--- Set exercise 1 ---
In the Timberwolves home-opener article, rewrite the part that opens with the words containing "Amid excitement of" and closes with "the Target Center.", substituting "downtown arena" for "Target Center".
--- Set exercise 2 ---
Extend the Timberwolves home-opener article by writing what comes after its final sentence.

--- Text shown ---
════════════════════
Amid excitement of home opener, veterans lift new-look Wolves to win
MINNEAPOLIS — Smoke billowed, laser lights flashed, Metallica faded into dub-step, and the next era of Timberwolves basketball was ushered in Thursday night at the Target Center.
Technically, the program’s new age began Wednesday night in Memphis. But Thursday night’s 97-91 home victory over Detroit offered the locals their first glimpse at the post-Kevin Love Wolves, the ones built on speed, athleticism, defensive tenacity and youthful upside.
Amid the spectacle of special, video-laced individual pregame introductions and a halftime mini-concert from Vanilla Ice, No. 1 overall pick Andrew Wiggins and the rest of Minnesota’s young core received a warm welcome from 18,296 fans.
"The home opener’s a little different," said Wiggins, who scored just eight points but came alive with a third-quarter outburst that helped the Wolves build a 19-point lead. "(Our crowd) came out and just showed a lot of love today."
But for the second night in a row, it was Minnesota’s veterans that cleaned up shop. And the day after a 105-101, season-opening loss to the Grizzlies, they finished the job this time around.
════════════════════
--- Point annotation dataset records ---
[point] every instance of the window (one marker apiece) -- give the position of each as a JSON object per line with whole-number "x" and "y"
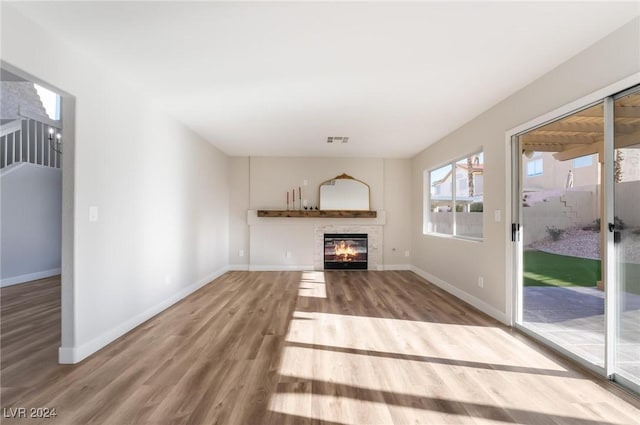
{"x": 583, "y": 161}
{"x": 455, "y": 209}
{"x": 50, "y": 101}
{"x": 534, "y": 167}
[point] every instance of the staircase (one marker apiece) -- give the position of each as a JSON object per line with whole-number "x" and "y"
{"x": 26, "y": 140}
{"x": 25, "y": 127}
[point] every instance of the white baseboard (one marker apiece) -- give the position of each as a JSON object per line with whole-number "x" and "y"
{"x": 71, "y": 355}
{"x": 396, "y": 267}
{"x": 271, "y": 268}
{"x": 28, "y": 277}
{"x": 464, "y": 296}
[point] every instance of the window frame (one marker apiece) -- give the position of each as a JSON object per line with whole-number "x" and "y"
{"x": 535, "y": 160}
{"x": 426, "y": 220}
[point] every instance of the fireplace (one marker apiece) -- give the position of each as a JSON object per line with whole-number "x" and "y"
{"x": 345, "y": 251}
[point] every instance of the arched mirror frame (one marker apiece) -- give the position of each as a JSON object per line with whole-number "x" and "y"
{"x": 344, "y": 176}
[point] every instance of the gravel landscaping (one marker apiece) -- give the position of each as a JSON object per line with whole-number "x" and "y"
{"x": 576, "y": 242}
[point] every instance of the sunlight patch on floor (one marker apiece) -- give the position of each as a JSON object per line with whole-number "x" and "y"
{"x": 413, "y": 338}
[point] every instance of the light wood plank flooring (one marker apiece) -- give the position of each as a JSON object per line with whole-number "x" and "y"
{"x": 299, "y": 348}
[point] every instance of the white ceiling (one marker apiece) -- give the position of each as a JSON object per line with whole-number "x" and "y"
{"x": 278, "y": 78}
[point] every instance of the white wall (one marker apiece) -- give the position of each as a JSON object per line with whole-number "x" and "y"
{"x": 262, "y": 183}
{"x": 160, "y": 189}
{"x": 31, "y": 223}
{"x": 457, "y": 264}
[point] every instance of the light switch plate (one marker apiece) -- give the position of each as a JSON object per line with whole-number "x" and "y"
{"x": 93, "y": 213}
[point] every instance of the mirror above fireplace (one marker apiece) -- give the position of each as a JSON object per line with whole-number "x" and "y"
{"x": 344, "y": 193}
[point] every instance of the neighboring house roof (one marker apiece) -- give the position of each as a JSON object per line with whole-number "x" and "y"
{"x": 476, "y": 169}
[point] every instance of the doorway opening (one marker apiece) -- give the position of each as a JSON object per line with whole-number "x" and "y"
{"x": 37, "y": 178}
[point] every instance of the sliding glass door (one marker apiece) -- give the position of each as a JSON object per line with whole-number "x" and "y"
{"x": 577, "y": 228}
{"x": 562, "y": 296}
{"x": 626, "y": 240}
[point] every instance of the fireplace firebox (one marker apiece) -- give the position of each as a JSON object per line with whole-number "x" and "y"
{"x": 345, "y": 251}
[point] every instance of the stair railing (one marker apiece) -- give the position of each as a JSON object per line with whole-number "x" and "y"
{"x": 27, "y": 140}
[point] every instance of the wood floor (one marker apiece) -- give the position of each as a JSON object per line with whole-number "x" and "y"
{"x": 299, "y": 348}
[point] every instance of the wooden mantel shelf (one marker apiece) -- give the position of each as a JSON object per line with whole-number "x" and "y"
{"x": 317, "y": 213}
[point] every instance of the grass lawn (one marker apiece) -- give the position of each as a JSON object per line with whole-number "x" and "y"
{"x": 545, "y": 269}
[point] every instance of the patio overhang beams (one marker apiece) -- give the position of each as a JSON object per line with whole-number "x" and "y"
{"x": 582, "y": 133}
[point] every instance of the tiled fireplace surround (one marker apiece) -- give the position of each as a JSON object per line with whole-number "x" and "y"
{"x": 374, "y": 234}
{"x": 372, "y": 227}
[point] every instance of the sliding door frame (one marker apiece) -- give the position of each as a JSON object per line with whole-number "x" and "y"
{"x": 514, "y": 271}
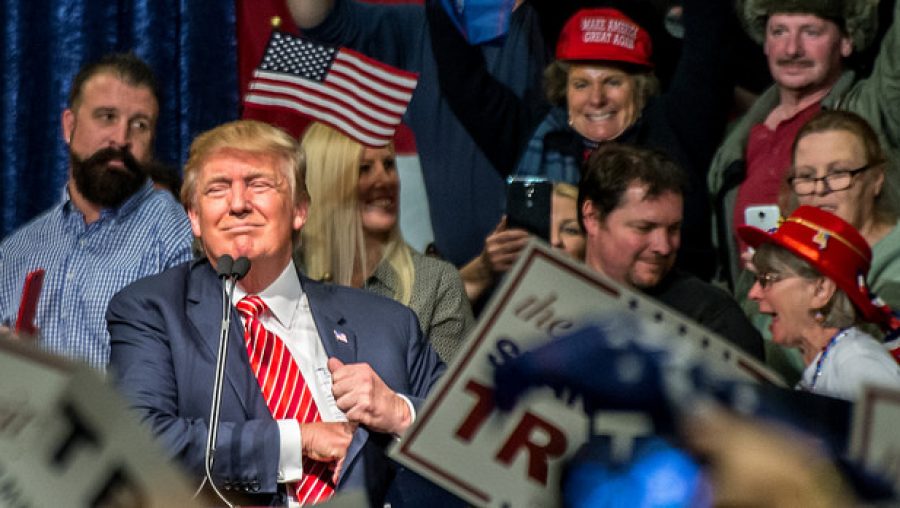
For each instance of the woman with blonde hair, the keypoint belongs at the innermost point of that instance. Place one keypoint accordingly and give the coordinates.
(352, 236)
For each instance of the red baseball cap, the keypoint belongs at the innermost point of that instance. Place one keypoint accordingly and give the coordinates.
(604, 34)
(832, 246)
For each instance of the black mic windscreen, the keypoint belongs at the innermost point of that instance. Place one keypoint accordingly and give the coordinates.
(224, 266)
(241, 267)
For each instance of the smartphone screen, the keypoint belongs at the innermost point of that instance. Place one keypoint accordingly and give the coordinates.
(31, 292)
(528, 204)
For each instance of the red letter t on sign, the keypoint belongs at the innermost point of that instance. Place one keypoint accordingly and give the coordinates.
(538, 454)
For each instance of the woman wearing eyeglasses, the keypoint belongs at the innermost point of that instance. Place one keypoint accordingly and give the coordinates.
(811, 280)
(838, 165)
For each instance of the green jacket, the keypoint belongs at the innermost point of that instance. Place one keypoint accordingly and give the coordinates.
(876, 98)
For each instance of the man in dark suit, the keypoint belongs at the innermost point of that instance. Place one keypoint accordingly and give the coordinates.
(361, 357)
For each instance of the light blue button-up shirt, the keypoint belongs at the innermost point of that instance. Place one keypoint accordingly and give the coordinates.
(86, 264)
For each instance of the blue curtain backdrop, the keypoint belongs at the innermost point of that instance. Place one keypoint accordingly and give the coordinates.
(189, 43)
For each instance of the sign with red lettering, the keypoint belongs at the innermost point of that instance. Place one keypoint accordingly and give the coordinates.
(461, 442)
(67, 439)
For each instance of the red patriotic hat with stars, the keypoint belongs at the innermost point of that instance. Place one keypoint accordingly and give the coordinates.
(832, 246)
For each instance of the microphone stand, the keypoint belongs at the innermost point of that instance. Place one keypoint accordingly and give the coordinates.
(227, 269)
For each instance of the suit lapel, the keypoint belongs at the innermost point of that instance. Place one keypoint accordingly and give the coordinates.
(339, 341)
(204, 312)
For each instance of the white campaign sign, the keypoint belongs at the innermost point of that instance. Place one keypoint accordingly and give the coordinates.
(489, 458)
(66, 439)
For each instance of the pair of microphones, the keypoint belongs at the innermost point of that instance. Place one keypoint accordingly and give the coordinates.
(228, 270)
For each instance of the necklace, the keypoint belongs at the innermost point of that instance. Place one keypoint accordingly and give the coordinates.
(821, 361)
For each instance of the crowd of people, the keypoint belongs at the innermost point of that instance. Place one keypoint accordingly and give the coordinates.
(346, 327)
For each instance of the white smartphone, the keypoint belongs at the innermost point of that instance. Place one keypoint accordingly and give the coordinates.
(764, 217)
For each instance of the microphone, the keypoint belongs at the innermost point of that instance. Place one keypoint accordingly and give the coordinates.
(227, 269)
(224, 266)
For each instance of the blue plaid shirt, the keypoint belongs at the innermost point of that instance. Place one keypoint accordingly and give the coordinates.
(86, 264)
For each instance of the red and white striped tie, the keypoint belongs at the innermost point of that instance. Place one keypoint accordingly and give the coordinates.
(287, 395)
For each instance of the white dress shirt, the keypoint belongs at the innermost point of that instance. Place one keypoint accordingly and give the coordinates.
(290, 319)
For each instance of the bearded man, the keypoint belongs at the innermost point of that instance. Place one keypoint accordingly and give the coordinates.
(111, 227)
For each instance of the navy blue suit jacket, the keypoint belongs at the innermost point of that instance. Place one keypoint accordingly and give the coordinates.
(164, 334)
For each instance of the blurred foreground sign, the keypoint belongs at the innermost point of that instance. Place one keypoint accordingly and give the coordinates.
(490, 458)
(66, 439)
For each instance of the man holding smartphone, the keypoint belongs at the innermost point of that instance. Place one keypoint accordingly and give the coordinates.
(111, 227)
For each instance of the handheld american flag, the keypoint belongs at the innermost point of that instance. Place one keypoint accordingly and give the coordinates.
(363, 98)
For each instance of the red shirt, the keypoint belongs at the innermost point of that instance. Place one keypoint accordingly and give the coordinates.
(768, 159)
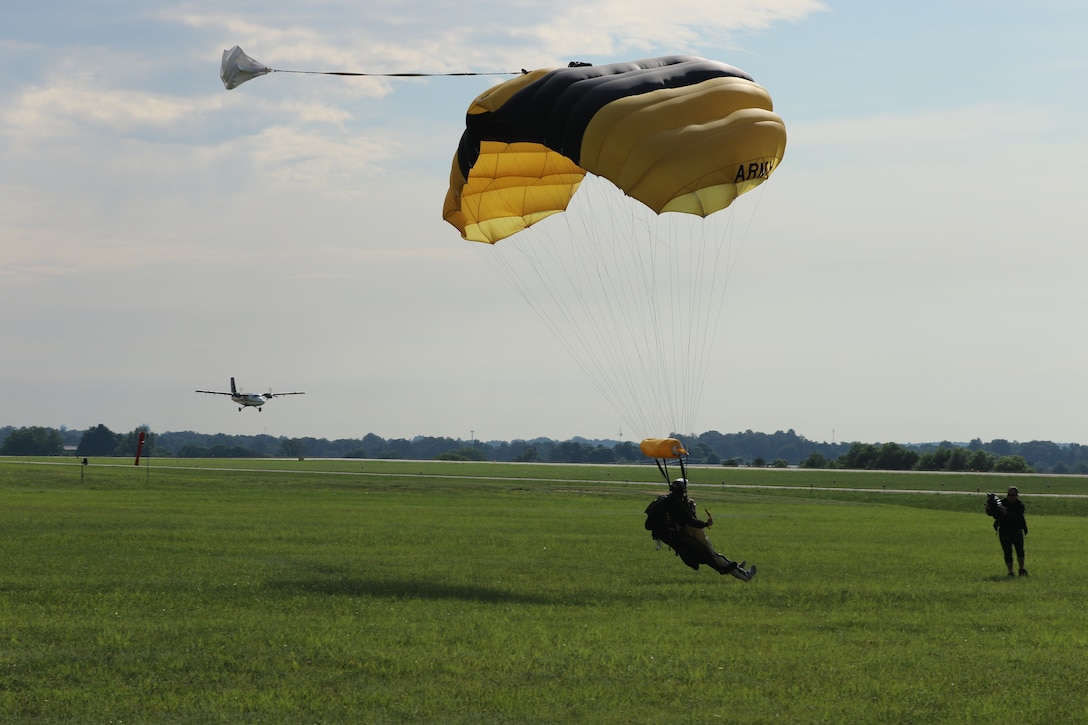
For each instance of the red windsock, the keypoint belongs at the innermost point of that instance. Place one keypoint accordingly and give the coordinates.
(139, 446)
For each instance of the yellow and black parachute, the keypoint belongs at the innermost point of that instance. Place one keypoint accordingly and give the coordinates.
(634, 294)
(677, 133)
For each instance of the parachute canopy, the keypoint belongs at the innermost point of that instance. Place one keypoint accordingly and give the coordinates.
(662, 447)
(677, 133)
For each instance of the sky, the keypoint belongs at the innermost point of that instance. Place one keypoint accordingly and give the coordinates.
(913, 271)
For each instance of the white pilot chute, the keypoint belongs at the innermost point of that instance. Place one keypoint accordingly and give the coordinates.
(237, 68)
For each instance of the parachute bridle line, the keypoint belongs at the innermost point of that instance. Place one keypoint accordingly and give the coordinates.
(395, 75)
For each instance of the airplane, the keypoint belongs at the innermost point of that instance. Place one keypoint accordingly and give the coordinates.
(247, 400)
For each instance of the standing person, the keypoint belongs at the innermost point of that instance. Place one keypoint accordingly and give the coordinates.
(672, 519)
(1012, 528)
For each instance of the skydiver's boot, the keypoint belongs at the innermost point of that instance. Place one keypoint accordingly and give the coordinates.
(722, 565)
(742, 574)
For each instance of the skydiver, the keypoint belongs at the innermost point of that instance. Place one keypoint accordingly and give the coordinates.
(674, 519)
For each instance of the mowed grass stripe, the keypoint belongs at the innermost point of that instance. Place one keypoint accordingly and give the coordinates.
(210, 596)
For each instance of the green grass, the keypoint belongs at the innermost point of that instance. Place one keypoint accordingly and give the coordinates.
(425, 592)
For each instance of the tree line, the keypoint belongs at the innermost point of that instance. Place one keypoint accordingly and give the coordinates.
(781, 449)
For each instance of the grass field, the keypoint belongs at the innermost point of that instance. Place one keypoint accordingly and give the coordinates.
(387, 591)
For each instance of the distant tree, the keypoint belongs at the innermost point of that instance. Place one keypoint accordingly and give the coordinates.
(981, 462)
(529, 455)
(292, 447)
(97, 441)
(628, 451)
(1012, 465)
(33, 441)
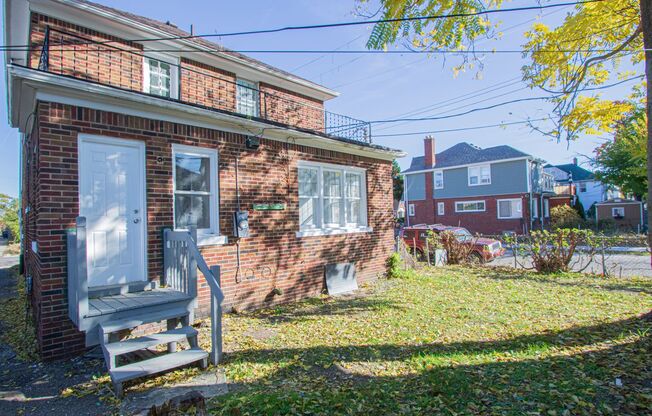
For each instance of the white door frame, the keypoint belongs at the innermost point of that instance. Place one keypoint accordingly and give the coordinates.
(142, 191)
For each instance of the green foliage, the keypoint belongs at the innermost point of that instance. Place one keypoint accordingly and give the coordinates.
(393, 264)
(397, 181)
(552, 252)
(622, 162)
(9, 212)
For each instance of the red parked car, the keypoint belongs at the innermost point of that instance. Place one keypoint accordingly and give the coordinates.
(484, 250)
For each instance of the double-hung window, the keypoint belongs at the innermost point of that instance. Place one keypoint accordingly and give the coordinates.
(160, 76)
(510, 208)
(479, 175)
(247, 97)
(195, 190)
(439, 179)
(332, 198)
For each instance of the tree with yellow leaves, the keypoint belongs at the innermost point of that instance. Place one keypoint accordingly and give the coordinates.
(572, 62)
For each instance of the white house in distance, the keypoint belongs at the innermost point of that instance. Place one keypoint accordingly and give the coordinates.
(587, 188)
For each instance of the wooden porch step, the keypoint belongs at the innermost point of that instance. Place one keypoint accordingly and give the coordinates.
(146, 341)
(158, 365)
(144, 318)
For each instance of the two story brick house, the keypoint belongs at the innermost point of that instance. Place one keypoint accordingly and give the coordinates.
(488, 191)
(130, 127)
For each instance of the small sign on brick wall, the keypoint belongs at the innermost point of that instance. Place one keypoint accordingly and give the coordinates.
(274, 206)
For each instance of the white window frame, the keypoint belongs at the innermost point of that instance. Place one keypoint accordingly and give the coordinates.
(484, 206)
(207, 236)
(471, 172)
(174, 73)
(617, 209)
(434, 178)
(252, 86)
(342, 228)
(516, 213)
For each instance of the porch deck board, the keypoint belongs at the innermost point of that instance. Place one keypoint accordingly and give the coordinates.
(107, 305)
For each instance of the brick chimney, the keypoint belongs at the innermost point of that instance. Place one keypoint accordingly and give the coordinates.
(429, 151)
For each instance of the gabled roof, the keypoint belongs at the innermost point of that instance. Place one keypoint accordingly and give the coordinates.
(174, 31)
(466, 154)
(578, 172)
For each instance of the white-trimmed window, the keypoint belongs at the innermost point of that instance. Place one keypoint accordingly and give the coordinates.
(331, 197)
(247, 97)
(470, 206)
(510, 208)
(479, 175)
(618, 212)
(195, 189)
(160, 76)
(439, 179)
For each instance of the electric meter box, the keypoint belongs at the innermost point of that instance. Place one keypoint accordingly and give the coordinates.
(241, 224)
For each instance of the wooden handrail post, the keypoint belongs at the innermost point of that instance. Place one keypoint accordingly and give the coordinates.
(216, 320)
(82, 269)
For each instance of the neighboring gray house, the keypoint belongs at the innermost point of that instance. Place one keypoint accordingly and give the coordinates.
(572, 179)
(488, 191)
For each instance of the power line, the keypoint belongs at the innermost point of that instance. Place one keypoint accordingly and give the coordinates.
(486, 126)
(354, 23)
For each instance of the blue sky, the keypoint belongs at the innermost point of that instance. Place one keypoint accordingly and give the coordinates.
(372, 87)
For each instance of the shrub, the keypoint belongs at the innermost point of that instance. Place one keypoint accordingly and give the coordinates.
(393, 264)
(552, 252)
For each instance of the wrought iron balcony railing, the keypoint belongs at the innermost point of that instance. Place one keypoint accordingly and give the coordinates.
(126, 66)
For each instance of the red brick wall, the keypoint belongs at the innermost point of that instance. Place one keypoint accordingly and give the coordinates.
(273, 256)
(201, 84)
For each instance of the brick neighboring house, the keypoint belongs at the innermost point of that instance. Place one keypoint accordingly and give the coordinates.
(137, 140)
(488, 191)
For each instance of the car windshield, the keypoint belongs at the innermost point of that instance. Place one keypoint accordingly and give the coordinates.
(463, 235)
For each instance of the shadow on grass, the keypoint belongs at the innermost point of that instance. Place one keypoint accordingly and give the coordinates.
(513, 376)
(610, 284)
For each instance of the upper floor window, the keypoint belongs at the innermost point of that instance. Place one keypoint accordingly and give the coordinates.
(470, 206)
(479, 175)
(331, 197)
(160, 77)
(195, 189)
(247, 97)
(439, 179)
(512, 208)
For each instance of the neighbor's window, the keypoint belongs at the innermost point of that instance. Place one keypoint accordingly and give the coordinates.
(160, 78)
(331, 197)
(439, 179)
(479, 175)
(195, 188)
(618, 212)
(247, 97)
(511, 208)
(470, 206)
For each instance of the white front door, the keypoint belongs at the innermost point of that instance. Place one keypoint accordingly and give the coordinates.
(112, 198)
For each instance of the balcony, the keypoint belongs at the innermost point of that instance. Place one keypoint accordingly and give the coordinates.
(128, 67)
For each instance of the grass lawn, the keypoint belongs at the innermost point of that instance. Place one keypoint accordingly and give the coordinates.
(448, 341)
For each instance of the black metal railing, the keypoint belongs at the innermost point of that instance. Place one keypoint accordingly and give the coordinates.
(122, 64)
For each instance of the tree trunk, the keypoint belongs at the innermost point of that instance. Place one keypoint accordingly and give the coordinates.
(646, 24)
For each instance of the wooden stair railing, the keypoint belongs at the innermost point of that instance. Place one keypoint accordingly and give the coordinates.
════════════════════
--- Output 1 ---
Amid excitement of home opener, veterans lift new-look Wolves to win
MINNEAPOLIS — Smoke billowed, laser lights flashed, Metallica faded into dub-step, and the next era of Timberwolves basketball was ushered in Thursday night at the downtown arena.

--- Output 2 ---
"I think that’s what’s so great about this team," said shooting guard Kevin Martin, who made his season debut but didn’t start due to a sore left ankle. "It’s such a perfect mix of veteran and young players. Some nights on the back-to-backs, Game 30 when we’re feeling old, the young guys can come in and play the up-tempo and get us through them moments. And then crunch time, when we need the experienced guys, we can be out there."
Eighth-year power forward Thaddeus Young — acquired with Wiggins and 2013 No. 1 overall draft selection Anthony Bennett in the Kevin Love trade — hit a 3-pointer with 1 minute, 28 seconds left to put Minnesota (1-1) ahead for good. Young, Martin, Ricky Rubio, Mo Williams and Nikola Pekovic outscored the Pistons 9-3 during the final 1 1/2 minutes to secure Flip Saunders’ first victory since reassuming the Wolves’ coaching reins.
He improved to 10-0 all-time in Minnesota season openers. Saunders hadn’t coached a game here since 2005.
"We’re trying to develop" the young guys, said Saunders, who took over as president of basketball operations in May 2013 and added coaching duties to his job description this offseason. "But we also need some positive reinforcement. And that’s by getting some wins. It’s a fine line."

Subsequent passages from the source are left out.